**Instruction 1**
Count the lines of the records that contain the string "below", treating uppercase and lowercase as different. Reply with the number only.

**Article**

........

How many tube lines does London have?

Look at this mess. Image: TfL.

For this week's Skylines, I dragged Stephen Bush down into our podcasting catacombs to rank London tube lines. We’re both London natives, we’re both professional nerds, the podcast was running short – this seemed like it might be a good way of plugging the gap.

Except we swiftly ran into a problem: before we even started the ranking, we fell into a heated argument about exactly how many tube lines there are. Both Stephen and I, it turned out, have strong feelings that the official number is wrong, albeit for entirely different reasons. His arguments were mostly about how you define the Tube; mine about how you define a line.

We'll get into that in a moment. First, though, let's deal with the easy stuff. 

The official stance

According to Transport for London, who let's be honest, should know these things, there are 11 tube lines. Here they all are:

Purists will tell you that only seven of these actually count as tube lines. The word, they'll say, should refer strictly to deep-level tube lines: routes through tunnels bored deep into the ground. Four others lines (the Circle, District, Hammersmith & City, and Metropolitan) are technically sub-surface lines, which were excavated using "cut and cover" methods – I’m not going to explain that, because it's exactly what it sounds like.

The trains are different sizes, too. Look:

A sub-surface Metropolitan line train next to its smaller tube brethren on the Piccadilly line. Image: Chris McKenna/Wikipedia.

........

Labeling and segmentation records
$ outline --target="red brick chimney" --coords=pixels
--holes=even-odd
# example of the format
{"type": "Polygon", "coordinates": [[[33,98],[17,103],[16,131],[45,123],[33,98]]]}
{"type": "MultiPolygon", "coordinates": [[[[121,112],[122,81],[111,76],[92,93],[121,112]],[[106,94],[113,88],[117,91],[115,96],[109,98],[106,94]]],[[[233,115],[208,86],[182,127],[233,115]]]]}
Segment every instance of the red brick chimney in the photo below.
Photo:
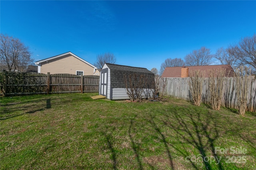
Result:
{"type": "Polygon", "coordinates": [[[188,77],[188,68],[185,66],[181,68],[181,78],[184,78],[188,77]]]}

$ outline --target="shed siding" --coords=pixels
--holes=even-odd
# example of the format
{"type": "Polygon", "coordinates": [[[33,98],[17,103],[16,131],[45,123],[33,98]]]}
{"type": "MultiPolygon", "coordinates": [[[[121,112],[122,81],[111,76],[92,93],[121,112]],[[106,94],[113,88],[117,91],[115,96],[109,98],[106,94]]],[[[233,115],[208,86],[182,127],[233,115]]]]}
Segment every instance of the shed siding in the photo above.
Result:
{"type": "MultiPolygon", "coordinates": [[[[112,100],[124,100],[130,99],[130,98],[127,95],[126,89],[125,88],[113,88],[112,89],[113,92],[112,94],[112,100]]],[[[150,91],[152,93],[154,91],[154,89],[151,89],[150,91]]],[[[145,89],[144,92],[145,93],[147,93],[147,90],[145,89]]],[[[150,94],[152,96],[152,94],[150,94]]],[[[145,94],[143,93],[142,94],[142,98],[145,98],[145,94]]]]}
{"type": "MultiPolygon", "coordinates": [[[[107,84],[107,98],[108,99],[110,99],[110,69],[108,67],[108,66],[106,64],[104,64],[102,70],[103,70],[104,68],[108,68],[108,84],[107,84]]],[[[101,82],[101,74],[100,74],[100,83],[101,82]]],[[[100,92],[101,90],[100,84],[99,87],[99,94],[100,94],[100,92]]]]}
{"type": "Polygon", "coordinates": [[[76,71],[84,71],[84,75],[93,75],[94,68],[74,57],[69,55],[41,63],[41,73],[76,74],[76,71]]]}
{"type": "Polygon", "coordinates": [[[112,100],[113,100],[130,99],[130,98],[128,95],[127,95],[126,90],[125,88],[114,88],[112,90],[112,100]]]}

........

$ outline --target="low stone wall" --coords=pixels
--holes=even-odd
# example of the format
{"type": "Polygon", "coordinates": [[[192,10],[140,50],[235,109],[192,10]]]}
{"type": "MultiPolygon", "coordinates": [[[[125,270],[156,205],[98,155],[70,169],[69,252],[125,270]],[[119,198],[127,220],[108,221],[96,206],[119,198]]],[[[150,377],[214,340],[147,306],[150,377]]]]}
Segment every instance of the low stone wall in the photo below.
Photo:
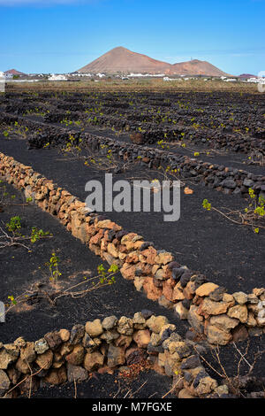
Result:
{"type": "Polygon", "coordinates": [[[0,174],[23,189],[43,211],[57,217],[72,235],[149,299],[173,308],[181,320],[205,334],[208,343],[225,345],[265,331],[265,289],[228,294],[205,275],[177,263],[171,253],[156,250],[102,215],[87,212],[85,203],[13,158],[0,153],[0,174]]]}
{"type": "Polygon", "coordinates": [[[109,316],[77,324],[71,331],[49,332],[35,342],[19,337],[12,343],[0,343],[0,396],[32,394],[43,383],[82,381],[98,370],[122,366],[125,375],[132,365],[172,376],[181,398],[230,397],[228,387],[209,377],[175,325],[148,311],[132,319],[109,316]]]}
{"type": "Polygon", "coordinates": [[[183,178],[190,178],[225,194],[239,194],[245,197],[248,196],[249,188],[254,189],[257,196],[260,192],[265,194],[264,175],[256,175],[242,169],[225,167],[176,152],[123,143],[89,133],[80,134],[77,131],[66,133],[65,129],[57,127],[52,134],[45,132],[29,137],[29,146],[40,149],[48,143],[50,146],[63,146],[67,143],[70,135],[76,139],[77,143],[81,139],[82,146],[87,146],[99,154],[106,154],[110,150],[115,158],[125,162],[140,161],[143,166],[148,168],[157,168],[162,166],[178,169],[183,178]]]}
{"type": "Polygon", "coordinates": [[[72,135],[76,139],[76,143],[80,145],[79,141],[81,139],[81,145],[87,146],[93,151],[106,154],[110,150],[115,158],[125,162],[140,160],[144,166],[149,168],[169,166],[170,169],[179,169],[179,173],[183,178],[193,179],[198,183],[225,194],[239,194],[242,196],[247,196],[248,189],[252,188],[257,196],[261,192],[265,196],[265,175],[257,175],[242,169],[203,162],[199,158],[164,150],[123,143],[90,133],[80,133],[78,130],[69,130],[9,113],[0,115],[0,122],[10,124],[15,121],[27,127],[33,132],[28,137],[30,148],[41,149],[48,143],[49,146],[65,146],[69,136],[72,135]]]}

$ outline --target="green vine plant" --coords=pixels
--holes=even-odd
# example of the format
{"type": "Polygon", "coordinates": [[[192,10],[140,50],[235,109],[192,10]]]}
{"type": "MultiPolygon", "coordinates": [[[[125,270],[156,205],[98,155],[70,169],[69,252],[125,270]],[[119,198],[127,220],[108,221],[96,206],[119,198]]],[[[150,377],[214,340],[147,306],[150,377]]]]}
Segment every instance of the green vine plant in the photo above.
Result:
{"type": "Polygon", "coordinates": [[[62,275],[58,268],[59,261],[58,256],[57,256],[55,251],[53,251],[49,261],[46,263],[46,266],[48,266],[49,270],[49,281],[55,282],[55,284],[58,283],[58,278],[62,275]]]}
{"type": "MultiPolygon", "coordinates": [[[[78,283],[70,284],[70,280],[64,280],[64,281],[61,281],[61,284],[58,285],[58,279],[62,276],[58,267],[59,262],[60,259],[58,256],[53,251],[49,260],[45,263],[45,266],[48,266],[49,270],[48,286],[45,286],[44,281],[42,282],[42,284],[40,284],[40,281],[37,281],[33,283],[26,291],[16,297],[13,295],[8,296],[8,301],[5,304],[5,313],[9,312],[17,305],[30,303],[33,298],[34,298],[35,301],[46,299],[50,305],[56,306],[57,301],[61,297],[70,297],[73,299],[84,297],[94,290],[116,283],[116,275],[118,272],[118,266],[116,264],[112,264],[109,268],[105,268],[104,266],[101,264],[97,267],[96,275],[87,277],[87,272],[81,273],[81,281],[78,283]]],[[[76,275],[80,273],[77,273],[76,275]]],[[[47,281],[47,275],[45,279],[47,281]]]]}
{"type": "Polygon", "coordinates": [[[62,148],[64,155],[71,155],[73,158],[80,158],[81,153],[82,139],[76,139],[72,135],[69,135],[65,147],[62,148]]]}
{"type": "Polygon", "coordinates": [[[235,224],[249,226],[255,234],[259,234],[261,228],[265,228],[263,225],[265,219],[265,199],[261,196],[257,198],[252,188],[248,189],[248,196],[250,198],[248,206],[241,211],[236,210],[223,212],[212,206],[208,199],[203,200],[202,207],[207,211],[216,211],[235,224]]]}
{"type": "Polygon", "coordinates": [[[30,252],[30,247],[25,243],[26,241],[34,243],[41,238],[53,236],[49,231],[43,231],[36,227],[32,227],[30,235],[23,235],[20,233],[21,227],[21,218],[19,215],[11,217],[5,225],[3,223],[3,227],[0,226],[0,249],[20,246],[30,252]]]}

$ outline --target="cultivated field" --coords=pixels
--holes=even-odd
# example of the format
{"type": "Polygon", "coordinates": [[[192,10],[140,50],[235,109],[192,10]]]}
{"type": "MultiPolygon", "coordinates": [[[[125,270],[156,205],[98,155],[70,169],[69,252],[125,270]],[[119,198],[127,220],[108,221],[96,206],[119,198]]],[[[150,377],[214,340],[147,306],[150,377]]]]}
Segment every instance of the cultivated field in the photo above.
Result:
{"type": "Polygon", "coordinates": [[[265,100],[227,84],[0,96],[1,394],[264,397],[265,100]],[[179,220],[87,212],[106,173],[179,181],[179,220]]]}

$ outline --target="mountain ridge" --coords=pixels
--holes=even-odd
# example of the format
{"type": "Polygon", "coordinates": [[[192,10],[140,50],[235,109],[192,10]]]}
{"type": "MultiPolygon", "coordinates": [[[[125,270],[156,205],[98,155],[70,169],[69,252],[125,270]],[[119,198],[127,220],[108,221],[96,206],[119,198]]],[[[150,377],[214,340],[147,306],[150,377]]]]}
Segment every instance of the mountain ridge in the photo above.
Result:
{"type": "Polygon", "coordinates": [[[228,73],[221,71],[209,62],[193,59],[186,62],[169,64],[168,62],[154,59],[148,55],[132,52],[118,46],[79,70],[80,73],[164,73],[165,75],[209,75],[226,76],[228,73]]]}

........

**Instruction 2**
List every line that the tube lines article names as a sub-surface line.

**Correct output 1**
2

**Correct output 2**
Circle, District, Hammersmith & City, Metropolitan